[Natural-language object grounding data]

-=-=-

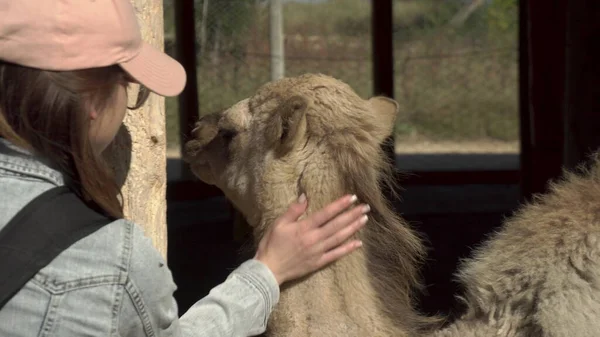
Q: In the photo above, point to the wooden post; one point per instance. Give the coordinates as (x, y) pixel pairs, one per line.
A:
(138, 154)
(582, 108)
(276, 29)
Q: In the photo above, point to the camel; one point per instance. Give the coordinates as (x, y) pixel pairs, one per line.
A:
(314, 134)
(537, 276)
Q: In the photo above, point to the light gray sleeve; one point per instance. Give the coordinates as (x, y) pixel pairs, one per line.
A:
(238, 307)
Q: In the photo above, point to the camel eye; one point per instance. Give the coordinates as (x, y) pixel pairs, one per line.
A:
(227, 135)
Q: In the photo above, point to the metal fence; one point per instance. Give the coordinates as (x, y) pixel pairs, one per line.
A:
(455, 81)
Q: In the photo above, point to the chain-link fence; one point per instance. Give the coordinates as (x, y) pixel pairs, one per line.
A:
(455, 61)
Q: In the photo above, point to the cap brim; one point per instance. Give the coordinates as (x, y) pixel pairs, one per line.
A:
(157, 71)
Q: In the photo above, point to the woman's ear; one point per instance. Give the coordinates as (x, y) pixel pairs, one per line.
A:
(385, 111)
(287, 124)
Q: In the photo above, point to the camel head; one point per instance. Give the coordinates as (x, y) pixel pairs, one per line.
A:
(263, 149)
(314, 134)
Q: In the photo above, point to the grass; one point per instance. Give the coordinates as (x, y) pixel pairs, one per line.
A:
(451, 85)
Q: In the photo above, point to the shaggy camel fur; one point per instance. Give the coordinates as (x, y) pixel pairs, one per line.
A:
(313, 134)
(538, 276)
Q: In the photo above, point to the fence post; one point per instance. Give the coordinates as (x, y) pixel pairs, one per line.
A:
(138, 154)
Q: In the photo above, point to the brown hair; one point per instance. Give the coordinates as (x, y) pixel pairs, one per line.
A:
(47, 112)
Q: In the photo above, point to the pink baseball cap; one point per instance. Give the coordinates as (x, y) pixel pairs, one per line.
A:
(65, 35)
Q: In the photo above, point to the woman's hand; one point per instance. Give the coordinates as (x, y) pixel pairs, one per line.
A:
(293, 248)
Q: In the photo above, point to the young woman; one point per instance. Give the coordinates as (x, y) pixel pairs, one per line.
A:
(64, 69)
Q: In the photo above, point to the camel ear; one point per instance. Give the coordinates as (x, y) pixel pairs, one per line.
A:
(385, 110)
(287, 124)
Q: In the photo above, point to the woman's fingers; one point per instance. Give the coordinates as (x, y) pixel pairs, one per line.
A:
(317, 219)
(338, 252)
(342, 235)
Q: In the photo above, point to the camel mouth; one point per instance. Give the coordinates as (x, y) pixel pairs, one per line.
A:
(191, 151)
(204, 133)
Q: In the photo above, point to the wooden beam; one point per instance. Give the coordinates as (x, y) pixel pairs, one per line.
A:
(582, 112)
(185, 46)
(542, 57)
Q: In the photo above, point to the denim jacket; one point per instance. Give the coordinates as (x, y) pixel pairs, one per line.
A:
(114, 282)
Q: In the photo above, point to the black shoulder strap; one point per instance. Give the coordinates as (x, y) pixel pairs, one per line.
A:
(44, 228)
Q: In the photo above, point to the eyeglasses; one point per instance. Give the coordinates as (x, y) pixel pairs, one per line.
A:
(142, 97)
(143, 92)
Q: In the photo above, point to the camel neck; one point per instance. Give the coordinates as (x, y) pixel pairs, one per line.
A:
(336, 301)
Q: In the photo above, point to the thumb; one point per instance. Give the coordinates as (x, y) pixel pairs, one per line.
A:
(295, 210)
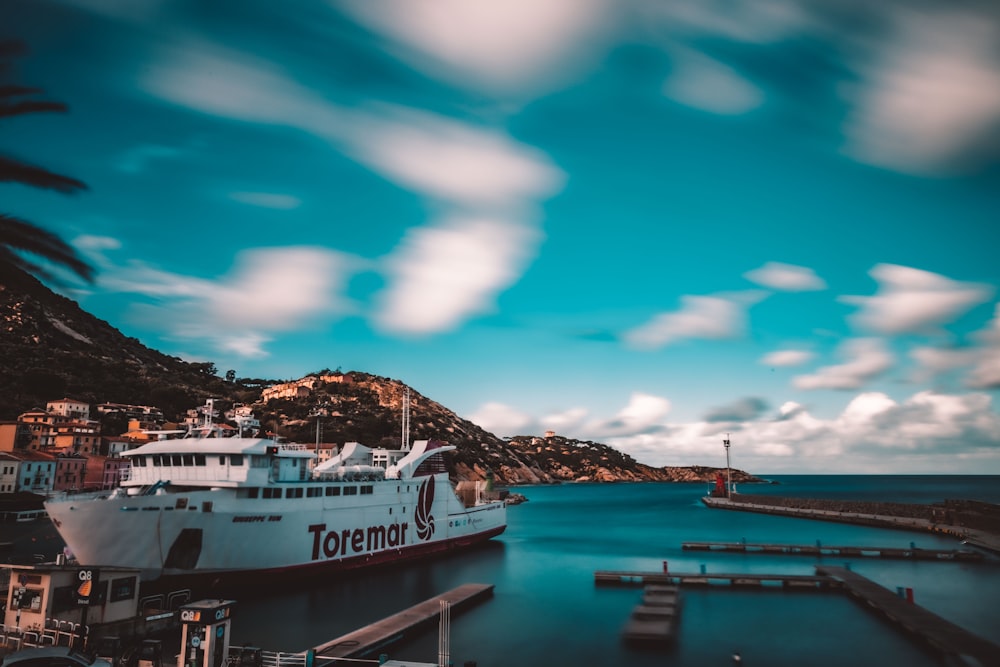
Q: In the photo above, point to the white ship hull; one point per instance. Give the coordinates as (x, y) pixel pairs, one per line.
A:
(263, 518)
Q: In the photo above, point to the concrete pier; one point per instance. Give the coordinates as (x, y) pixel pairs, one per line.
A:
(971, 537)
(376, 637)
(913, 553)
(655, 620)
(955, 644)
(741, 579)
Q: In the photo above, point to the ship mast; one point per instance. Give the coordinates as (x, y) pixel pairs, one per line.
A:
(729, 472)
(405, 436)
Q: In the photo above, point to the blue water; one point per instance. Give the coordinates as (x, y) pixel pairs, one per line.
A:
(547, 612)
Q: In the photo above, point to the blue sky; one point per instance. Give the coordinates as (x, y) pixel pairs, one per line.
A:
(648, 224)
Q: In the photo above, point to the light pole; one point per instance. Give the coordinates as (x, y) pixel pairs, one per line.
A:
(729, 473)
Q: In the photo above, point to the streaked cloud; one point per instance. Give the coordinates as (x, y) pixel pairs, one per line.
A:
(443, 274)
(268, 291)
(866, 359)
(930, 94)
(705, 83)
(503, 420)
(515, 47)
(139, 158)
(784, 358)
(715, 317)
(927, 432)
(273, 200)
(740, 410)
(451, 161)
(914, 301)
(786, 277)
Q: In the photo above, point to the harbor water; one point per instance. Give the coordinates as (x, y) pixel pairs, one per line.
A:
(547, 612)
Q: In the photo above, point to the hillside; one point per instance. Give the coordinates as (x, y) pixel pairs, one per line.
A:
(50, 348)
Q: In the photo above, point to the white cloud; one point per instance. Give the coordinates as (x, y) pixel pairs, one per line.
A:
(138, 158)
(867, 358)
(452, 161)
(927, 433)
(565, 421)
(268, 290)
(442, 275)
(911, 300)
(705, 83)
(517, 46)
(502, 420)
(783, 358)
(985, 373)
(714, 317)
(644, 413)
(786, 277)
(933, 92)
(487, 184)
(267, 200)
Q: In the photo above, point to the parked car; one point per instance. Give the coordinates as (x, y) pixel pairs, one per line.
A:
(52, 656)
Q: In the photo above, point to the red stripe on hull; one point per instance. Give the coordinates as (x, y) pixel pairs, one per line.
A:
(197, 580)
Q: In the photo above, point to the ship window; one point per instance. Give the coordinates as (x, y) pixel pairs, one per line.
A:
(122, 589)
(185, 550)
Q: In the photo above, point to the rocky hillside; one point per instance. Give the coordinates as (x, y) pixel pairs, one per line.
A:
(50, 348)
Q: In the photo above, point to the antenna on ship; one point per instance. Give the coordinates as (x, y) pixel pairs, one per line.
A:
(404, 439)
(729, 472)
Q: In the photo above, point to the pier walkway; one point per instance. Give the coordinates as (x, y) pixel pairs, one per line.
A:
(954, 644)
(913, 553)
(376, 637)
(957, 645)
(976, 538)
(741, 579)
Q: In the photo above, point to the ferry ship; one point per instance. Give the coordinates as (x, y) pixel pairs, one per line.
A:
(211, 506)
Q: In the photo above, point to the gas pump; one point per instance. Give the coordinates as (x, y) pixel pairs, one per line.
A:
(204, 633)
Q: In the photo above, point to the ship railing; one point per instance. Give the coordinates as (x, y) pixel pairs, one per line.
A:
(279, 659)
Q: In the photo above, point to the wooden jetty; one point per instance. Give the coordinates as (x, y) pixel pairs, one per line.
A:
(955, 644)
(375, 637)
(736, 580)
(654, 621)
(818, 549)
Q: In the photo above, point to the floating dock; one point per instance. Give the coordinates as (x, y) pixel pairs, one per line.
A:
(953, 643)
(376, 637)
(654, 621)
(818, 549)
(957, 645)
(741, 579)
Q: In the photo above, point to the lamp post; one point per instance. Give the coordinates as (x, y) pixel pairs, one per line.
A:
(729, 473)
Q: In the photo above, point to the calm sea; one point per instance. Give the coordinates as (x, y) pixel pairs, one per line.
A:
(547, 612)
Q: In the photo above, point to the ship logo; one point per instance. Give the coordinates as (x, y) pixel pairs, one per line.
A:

-=-=-

▶ [TASK]: Filter the data, keeping only the lines that contain "light".

▶ [YOUR SOLUTION]:
Q: In the photo above, point to the light gray sleeve; one point per instance. Give the coordinates as (x, y) pixel pairs, one per line.
Q: In the photo above, point to the light pole; one point per instance. Give the coordinates as (x, y) pixel pairs, one per line.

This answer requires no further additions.